Robert has chosen his two favorite paintings from 2013:
Manhattan Rain 24x30 oil on panel 2013
My year always begins with studio work. It is an opportunity to try things that have been lurking and percolating in my mind. Some of my winter live-painting is done indoors addressing subjects I don't need to waste summer weather on, but most of the time is spent on large images from my imagination. I've done plenty of frigid plein-air paintings so I feel I have that part of my career covered.
When working in the studio I try to incorporate two or three investigations into each painting. In the case of Manhattan Rain I wanted to revisit my attempts to describe atmosphere that speaks as rain (by revisit I mean that I did it once years ago, let's see if I can do it better now). Rain is not without challenge. I also wanted to capture that not really dark dome of lavender gray that passes for a city night sky. There is a distinct identity to the residential streets that lie between the commercial avenues of the Upper West Side that I hoped to have come through as well. The color harmony, the perspective, and the composition all worked in concert toward those goals. The painting is loose, so the viewer gets to manufacture her own involvement, and it doesn't have any missteps to cause distractions. It was my best studio painting in 2013.
Stanley Beal 16x16 oil on panel 2013
The majority of my work (I do roughly 150 paintings a year) is three-hour plein-air paintings focused on the places, occupations and artifacts of our time. The portrait of Stanley Beal was part of an essay of 16 images painted from life in Jonesport, ME this summer. I met Stanley because his wharf was the only spot on Beals Island where I could get phone reception. I wanted a portrait for the series and he was a perfect representative. There was a late-morning period during his long day when the work of running a lobster wharf slowed and he agreed to sit for me. Stanley talked a lot (unusual for Downeasters) including some heartbreaking moments in his life. The whole experience was intimate and moving; the 78 year-old fisherman and the painter. I got him in his place and time, and the portrait feels like the Stanley I know. It was a privilege to be there, and it wouldn't have happened if I wasn't a painter. Every time I look at this picture of Stanley I'm reminded of that, and feel very fortunate.

Given material:
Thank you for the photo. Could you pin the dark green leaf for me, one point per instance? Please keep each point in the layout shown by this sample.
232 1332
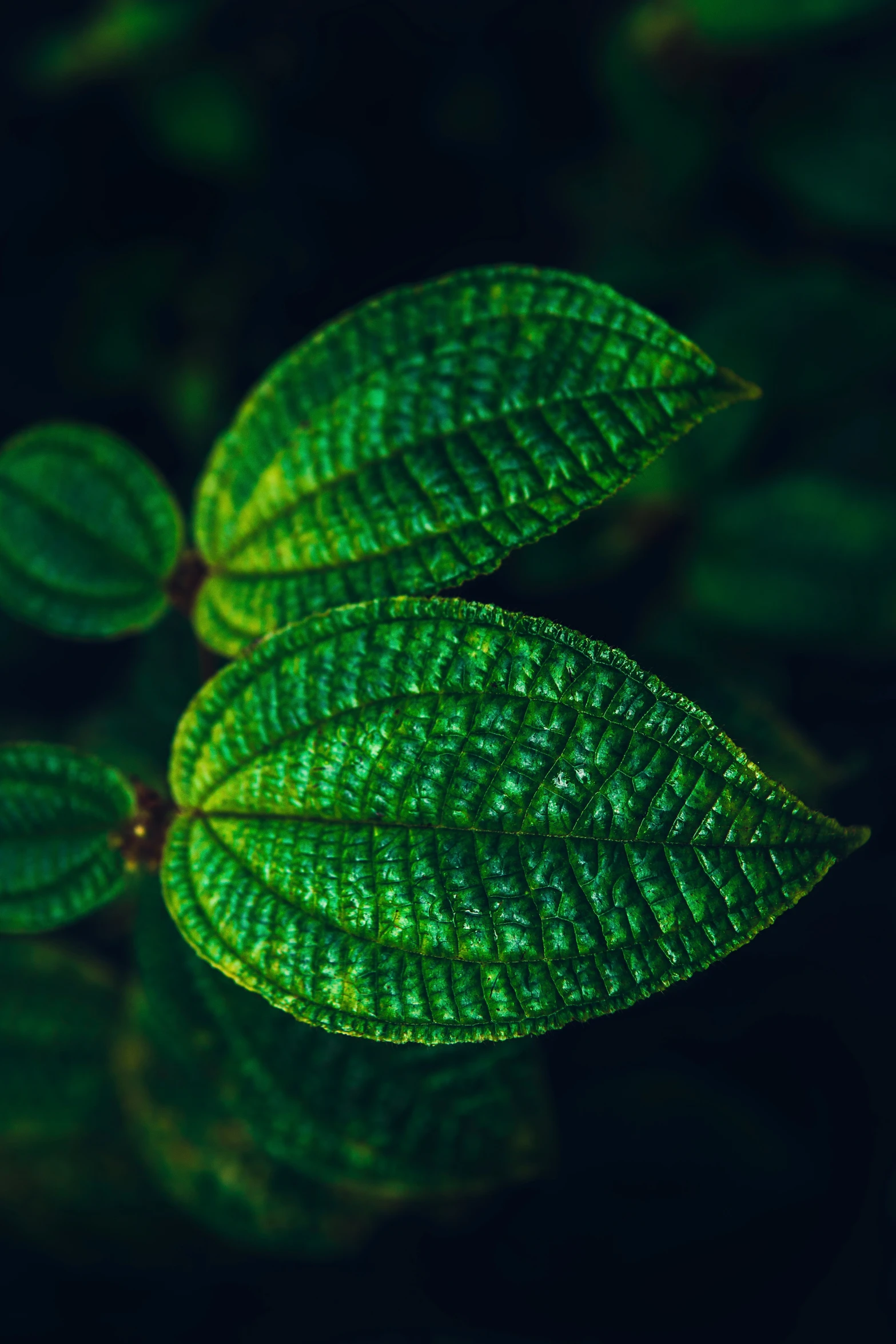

Set task A:
Answer these questions using the passage about Robert's favorite 2013 paintings:
(i) What are the dimensions of Manhattan Rain?
(ii) Roughly how many paintings does he do a year?
(iii) Why did he meet Stanley?
Set task B: Translate this sentence from the passage about Robert's favorite 2013 paintings into Spanish: "I met Stanley because his wharf was the only spot on Beals Island where I could get phone reception."
Set task C: Summarize the passage about Robert's favorite 2013 paintings in two sentences.

Exercise result A:
(i) 24x30
(ii) Roughly 150
(iii) Stanley's wharf was the only spot on Beals Island where he could get phone reception.

Exercise result B: Conocí a Stanley porque su muelle era el único lugar en Beals Island donde podía tener cobertura telefónica.

Exercise result C: Robert's two favorite paintings from 2013 are Manhattan Rain, a studio work in which he set out to convey rain, a lavender-gray city night sky and the character of Upper West Side residential streets, and Stanley Beal, a portrait of a 78-year-old fisherman painted from life in Jonesport, Maine. He calls the first his best studio painting of the year, and he values the second for the intimate, moving experience of painting Stanley at his lobster wharf, which he says would not have happened if he weren't a painter.